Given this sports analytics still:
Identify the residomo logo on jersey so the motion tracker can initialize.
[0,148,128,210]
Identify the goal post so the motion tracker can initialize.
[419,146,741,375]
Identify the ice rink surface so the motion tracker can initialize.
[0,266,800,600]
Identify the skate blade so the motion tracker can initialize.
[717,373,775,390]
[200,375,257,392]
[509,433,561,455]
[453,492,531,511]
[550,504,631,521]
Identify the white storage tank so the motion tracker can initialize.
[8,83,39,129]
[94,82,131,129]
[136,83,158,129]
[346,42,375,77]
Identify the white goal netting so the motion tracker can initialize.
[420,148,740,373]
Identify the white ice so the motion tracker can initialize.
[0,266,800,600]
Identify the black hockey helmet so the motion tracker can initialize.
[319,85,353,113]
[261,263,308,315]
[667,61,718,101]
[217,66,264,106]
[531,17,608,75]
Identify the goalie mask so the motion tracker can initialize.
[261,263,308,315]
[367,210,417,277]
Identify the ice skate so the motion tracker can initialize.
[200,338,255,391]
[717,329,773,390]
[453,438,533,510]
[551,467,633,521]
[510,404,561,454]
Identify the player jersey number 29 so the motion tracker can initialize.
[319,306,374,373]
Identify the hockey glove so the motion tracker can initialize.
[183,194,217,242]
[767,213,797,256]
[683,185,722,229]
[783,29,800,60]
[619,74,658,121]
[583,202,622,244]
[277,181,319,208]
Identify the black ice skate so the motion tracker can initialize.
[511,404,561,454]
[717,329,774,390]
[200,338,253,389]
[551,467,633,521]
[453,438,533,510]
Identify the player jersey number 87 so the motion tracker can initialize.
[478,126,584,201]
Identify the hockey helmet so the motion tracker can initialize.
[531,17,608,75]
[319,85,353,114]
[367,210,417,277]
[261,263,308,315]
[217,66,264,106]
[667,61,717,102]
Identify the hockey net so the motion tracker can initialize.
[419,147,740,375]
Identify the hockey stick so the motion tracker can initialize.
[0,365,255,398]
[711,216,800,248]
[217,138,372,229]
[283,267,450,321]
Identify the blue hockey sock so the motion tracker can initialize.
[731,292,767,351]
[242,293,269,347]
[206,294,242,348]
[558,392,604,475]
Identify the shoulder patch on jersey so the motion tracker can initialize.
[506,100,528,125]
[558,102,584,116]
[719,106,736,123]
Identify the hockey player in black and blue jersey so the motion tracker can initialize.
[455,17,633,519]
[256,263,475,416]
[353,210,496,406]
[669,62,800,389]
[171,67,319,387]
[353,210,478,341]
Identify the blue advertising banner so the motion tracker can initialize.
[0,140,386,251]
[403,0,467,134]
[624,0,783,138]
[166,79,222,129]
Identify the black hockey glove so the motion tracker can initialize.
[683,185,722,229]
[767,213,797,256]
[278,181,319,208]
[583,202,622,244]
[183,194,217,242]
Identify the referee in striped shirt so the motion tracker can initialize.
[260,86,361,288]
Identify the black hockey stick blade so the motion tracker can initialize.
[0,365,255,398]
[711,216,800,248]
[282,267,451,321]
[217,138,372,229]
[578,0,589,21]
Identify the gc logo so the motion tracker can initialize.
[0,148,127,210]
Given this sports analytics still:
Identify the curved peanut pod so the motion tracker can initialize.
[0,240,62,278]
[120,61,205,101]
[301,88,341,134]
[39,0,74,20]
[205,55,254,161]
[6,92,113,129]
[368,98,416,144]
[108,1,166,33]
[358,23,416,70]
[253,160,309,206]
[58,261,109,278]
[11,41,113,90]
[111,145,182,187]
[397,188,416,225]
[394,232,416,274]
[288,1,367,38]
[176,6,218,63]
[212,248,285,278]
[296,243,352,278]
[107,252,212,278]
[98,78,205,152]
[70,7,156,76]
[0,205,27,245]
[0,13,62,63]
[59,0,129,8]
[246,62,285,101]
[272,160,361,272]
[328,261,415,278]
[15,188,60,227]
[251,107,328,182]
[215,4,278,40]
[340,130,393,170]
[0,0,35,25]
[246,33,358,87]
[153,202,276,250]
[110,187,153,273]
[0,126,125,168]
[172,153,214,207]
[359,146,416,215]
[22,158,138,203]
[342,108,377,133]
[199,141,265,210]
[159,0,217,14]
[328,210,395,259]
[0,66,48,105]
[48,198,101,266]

◆ ◆ ◆ ◆ ◆

**WHAT IS NEEDED:** Rewrite every line of the data above as a Markdown table with the columns Row and Line. Number the rows in order and omit any blank lines.

**EXERCISE OUTPUT:**
| Row | Line |
|---|---|
| 1 | Given this sports analytics still: |
| 2 | Identify the residomo logo on jersey so the motion tracker can initialize. |
| 3 | [0,148,128,210] |
| 4 | Identify the goal post so the motion tracker can initialize. |
| 5 | [419,146,741,375] |
| 6 | Identify the ice rink surface so the motion tracker can initialize. |
| 7 | [0,266,800,600] |
| 8 | Identify the skate blade so the motion tracker can initialize. |
| 9 | [717,373,775,390] |
| 10 | [200,375,257,392] |
| 11 | [509,433,561,455] |
| 12 | [453,492,531,511] |
| 13 | [550,504,631,521] |
| 14 | Identify the white storage tank so the motion tracker can initialize. |
| 15 | [8,83,39,129] |
| 16 | [94,82,131,129] |
| 17 | [136,83,158,129] |
| 18 | [346,42,375,77] |
| 19 | Identify the white goal netting so the motion tracker can initialize. |
| 20 | [420,148,740,373] |
| 21 | Identify the white ice so the motion tracker can initialize. |
| 22 | [0,266,800,600] |
| 23 | Identify the black hockey helmet so the motion tracker can initialize. |
| 24 | [319,85,353,113] |
| 25 | [261,263,308,315] |
| 26 | [667,61,718,101] |
| 27 | [217,66,264,106] |
| 28 | [531,17,608,75] |
| 29 | Identify the goalie mask so the motion tracker can initialize. |
| 30 | [261,263,308,315] |
| 31 | [367,210,417,277] |
| 32 | Identify the ice skate so the motion tracker can initialize. |
| 33 | [200,338,255,391] |
| 34 | [717,329,773,390] |
| 35 | [453,438,533,510] |
| 36 | [551,467,633,521] |
| 37 | [510,404,561,454] |
| 38 | Identify the player jersey number 29 so the motion tracker can initialize. |
| 39 | [319,306,374,373] |
| 40 | Identify the hockey glove so the motion tracker can initialize. |
| 41 | [183,194,217,242] |
| 42 | [767,213,797,256] |
| 43 | [683,185,722,229] |
| 44 | [783,29,800,60] |
| 45 | [619,74,658,121] |
| 46 | [583,202,622,244] |
| 47 | [277,181,319,208] |
| 48 | Identify the black ice skate so the motion tracker can initialize. |
| 49 | [511,404,561,454] |
| 50 | [717,329,774,390] |
| 51 | [200,338,253,389] |
| 52 | [551,467,633,521] |
| 53 | [453,438,533,510] |
| 54 | Identify the player jersey number 87 so the motion tracker can initialize. |
| 55 | [478,126,584,201] |
| 56 | Identify the hockey helmet so the motion tracker can initialize. |
| 57 | [531,17,608,75] |
| 58 | [319,85,353,114] |
| 59 | [367,210,417,277] |
| 60 | [261,263,308,315] |
| 61 | [217,66,264,106] |
| 62 | [667,61,717,102] |
| 63 | Identify the hockey net so the motion tracker can initialize. |
| 64 | [419,147,740,375] |
| 65 | Identify the hockey stick so the motion tracker can initialize. |
| 66 | [0,365,255,398] |
| 67 | [711,216,800,248] |
| 68 | [217,138,372,229] |
| 69 | [283,267,450,321] |
| 70 | Identify the blue hockey sock so the motion tracker can initialize. |
| 71 | [731,292,767,351] |
| 72 | [242,293,269,347] |
| 73 | [206,294,242,348] |
| 74 | [558,392,604,475] |
| 75 | Identify the shoulder patch on jersey so the motion tracker can initialize. |
| 76 | [506,100,528,125] |
| 77 | [558,102,584,116] |
| 78 | [719,106,736,123] |
| 79 | Identify the hockey player in black and blue jersey so the motion tracker can initialize. |
| 80 | [455,17,633,519] |
| 81 | [256,263,475,416] |
| 82 | [353,210,496,406] |
| 83 | [669,62,800,389] |
| 84 | [171,67,319,387] |
| 85 | [353,210,478,341] |
| 86 | Identify the blue advertising banner so the motion tracker can initialize. |
| 87 | [0,140,386,251] |
| 88 | [403,0,467,134] |
| 89 | [624,0,783,138] |
| 90 | [166,79,222,129] |
| 91 | Identify the black hockey glove so the motion tracker can initialize. |
| 92 | [683,185,722,229] |
| 93 | [767,213,797,256] |
| 94 | [278,181,319,208] |
| 95 | [583,202,622,244] |
| 96 | [183,194,217,242] |
| 97 | Identify the referee in striped shirt so the motion tracker can initialize. |
| 98 | [260,86,361,288] |
| 99 | Identify the black hockey stick blade so the motion tracker can initialize. |
| 100 | [0,365,255,398] |
| 101 | [711,216,800,248] |
| 102 | [282,267,451,321] |
| 103 | [217,138,372,229] |
| 104 | [578,0,589,21] |
| 105 | Identify the gc logo so the motion tracker can initialize. |
| 106 | [0,148,127,210] |
| 107 | Given this sports analytics still: |
| 108 | Identify the curved peanut pod so the motion tracker can initialize. |
| 109 | [0,240,62,278] |
| 110 | [120,61,205,101] |
| 111 | [301,88,341,134] |
| 112 | [39,0,74,20] |
| 113 | [205,55,254,161] |
| 114 | [6,92,113,129] |
| 115 | [368,98,416,144] |
| 116 | [108,1,166,33] |
| 117 | [358,23,416,70] |
| 118 | [253,160,309,206] |
| 119 | [58,261,109,278] |
| 120 | [11,41,113,90] |
| 121 | [111,145,182,187] |
| 122 | [397,188,416,225] |
| 123 | [394,232,416,274] |
| 124 | [288,1,367,38] |
| 125 | [176,6,218,63] |
| 126 | [212,248,285,278] |
| 127 | [296,243,352,278] |
| 128 | [107,252,212,278] |
| 129 | [98,78,205,152] |
| 130 | [70,7,156,76] |
| 131 | [0,205,27,245] |
| 132 | [0,13,62,63] |
| 133 | [59,0,129,8] |
| 134 | [246,62,285,101] |
| 135 | [272,160,361,272] |
| 136 | [328,261,415,278] |
| 137 | [15,188,60,227] |
| 138 | [251,107,328,182] |
| 139 | [215,4,278,40] |
| 140 | [340,130,393,170] |
| 141 | [0,0,35,25] |
| 142 | [246,33,358,87] |
| 143 | [153,202,276,250] |
| 144 | [110,187,153,273] |
| 145 | [0,126,125,168] |
| 146 | [172,153,214,207] |
| 147 | [359,146,416,215] |
| 148 | [22,158,138,203] |
| 149 | [342,108,377,133] |
| 150 | [199,141,265,210] |
| 151 | [159,0,217,14] |
| 152 | [328,210,395,259] |
| 153 | [0,66,48,105] |
| 154 | [48,198,101,266] |